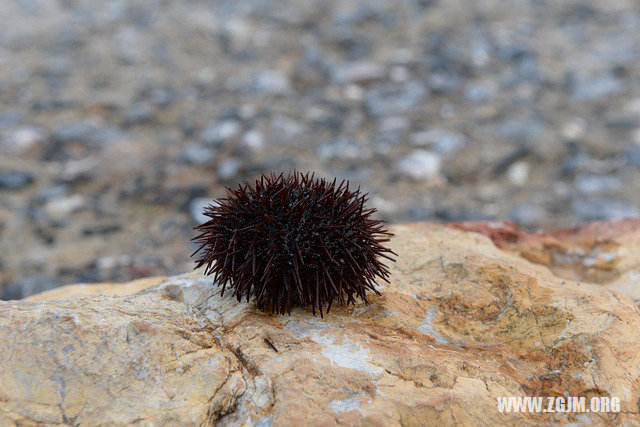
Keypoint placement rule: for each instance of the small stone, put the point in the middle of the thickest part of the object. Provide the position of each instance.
(22, 139)
(518, 173)
(596, 210)
(420, 164)
(480, 91)
(272, 83)
(358, 72)
(528, 215)
(254, 140)
(229, 169)
(592, 184)
(217, 133)
(28, 286)
(394, 98)
(85, 132)
(596, 88)
(196, 209)
(197, 155)
(139, 113)
(61, 207)
(440, 140)
(15, 179)
(528, 129)
(443, 83)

· · · ·

== Exercise details ==
Each line above should be set down exactly as written, with pictures excluded.

== Reply to the exercise ==
Keypoint placement rule: for each instance of the small stone, put the point in the middle of the thickest part of the object. Provide the position of each instance.
(22, 139)
(518, 173)
(596, 210)
(420, 164)
(480, 91)
(272, 83)
(358, 72)
(528, 215)
(254, 140)
(229, 169)
(592, 184)
(217, 133)
(28, 286)
(394, 98)
(85, 132)
(596, 88)
(196, 209)
(197, 155)
(139, 113)
(61, 207)
(440, 140)
(15, 179)
(528, 129)
(443, 83)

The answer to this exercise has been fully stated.